▶ _Explore the material_
1) Rewrite the paragraph in the 3D printing excerpt that begins "We’re seeing an increased focus" as a short bulleted list that keeps its main facts.
2) Please quote the 3D printing excerpt word for word, starting with "We’re seeing an" and going on through "is 4D printing?".

▶ _Exercise passage_
* * * * * * * * *

We’re seeing an increased focus by software firms in our teeny tiny industry. Simulation, PLM, CAD, the Digital Twin, Industry 4.0 have some very large and influential firms salivating about that peanut butter and jelly sandwich that is the combination of the digital and manufacturing. If we are to grow digital manufacturing and 3D printing then our soft and hard assets will have to be managed and controlled through software. The more conventionally manufactured parts we replace with 3D printing the more files, settings, and process information will have to be monitored and accessed through software packages. This in part explains Dan Wellers’ interest in 3D printing and enthusiasm around the technology. He leads Digital Futures at SAP Global Marketing where in effect he has to be SAP’s Nostradamus and predict the impacts of technologies such as ours.
What is 4D printing?

* * * * * * * * *

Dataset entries
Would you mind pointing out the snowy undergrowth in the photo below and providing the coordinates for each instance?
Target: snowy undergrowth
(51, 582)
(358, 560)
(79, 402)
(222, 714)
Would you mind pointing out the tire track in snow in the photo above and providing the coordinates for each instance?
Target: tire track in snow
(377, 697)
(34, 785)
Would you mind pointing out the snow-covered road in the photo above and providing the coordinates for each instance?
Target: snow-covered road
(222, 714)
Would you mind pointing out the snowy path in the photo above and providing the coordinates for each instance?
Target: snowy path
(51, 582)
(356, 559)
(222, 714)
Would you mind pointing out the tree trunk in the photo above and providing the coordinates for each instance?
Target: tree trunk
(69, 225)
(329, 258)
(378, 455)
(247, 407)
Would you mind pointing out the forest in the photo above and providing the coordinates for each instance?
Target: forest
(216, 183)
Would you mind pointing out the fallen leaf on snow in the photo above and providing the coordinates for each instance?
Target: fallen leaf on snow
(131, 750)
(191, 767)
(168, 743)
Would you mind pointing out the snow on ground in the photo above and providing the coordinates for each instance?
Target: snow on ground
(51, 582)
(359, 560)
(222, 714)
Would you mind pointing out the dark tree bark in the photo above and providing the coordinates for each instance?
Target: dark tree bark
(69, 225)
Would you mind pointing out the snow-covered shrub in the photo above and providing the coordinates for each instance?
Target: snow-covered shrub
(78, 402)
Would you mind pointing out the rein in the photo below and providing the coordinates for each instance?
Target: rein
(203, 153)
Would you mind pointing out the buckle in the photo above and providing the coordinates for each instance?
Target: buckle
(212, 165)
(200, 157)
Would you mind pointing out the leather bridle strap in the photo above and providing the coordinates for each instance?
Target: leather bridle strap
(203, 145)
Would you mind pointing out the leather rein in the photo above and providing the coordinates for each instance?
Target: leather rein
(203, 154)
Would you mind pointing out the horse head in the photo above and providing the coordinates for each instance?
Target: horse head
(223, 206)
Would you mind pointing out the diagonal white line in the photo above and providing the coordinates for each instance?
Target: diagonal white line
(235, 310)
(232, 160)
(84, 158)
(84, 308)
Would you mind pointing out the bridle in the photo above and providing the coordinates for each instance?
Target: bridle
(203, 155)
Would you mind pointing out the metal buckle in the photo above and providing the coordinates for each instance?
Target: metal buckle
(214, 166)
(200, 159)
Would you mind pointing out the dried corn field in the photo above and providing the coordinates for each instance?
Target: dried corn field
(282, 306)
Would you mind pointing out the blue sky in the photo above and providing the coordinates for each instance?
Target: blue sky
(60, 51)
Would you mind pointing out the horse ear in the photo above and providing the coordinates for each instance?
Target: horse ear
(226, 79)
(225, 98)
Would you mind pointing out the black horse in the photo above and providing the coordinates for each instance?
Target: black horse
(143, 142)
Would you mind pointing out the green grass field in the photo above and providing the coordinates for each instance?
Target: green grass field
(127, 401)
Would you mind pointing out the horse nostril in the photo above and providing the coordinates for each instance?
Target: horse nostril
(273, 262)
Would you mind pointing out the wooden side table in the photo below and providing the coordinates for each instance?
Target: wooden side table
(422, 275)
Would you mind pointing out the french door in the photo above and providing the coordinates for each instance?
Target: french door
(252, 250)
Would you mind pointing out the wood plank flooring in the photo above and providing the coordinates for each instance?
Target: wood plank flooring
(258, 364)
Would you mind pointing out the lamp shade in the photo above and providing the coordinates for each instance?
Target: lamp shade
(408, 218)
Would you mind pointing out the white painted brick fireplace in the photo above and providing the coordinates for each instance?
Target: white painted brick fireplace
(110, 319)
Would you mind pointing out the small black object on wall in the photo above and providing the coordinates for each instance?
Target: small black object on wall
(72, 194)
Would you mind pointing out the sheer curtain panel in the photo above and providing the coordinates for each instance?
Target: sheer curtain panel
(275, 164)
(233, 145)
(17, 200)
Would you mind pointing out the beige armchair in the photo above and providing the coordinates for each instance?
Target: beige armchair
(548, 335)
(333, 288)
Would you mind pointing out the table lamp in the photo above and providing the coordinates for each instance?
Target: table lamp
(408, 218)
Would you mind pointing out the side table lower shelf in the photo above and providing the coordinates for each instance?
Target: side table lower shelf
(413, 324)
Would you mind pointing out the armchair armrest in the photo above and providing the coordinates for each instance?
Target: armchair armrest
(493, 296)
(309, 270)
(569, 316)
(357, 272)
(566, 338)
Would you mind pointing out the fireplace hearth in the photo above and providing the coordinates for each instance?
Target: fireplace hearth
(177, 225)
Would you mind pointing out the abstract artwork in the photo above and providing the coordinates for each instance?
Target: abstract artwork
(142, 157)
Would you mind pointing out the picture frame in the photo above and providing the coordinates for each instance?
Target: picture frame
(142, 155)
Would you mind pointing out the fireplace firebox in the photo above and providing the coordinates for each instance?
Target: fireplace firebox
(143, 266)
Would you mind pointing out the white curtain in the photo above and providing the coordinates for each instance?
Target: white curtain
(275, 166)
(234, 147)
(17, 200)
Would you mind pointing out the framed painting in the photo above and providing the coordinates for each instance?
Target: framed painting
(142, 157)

* * * * * * * * *

▶ _Task solutions_
1)
- Software firms are focusing more on the writer's very small industry.
- Large, influential firms in simulation, PLM, CAD, the Digital Twin and Industry 4.0 are eager about combining digital technology and manufacturing.
- Growing digital manufacturing and 3D printing will require managing and controlling soft and hard assets through software.
- The more conventionally manufactured parts are replaced with 3D printing, the more files, settings and process information must be monitored and accessed through software packages.
- This partly explains Dan Wellers' interest in and enthusiasm for 3D printing.
- Wellers leads Digital Futures at SAP Global Marketing, where he must predict the impacts of technologies such as 3D printing.

2)
We’re seeing an increased focus by software firms in our teeny tiny industry. Simulation, PLM, CAD, the Digital Twin, Industry 4.0 have some very large and influential firms salivating about that peanut butter and jelly sandwich that is the combination of the digital and manufacturing. If we are to grow digital manufacturing and 3D printing then our soft and hard assets will have to be managed and controlled through software. The more conventionally manufactured parts we replace with 3D printing the more files, settings, and process information will have to be monitored and accessed through software packages. This in part explains Dan Wellers’ interest in 3D printing and enthusiasm around the technology. He leads Digital Futures at SAP Global Marketing where in effect he has to be SAP’s Nostradamus and predict the impacts of technologies such as ours.
What is 4D printing?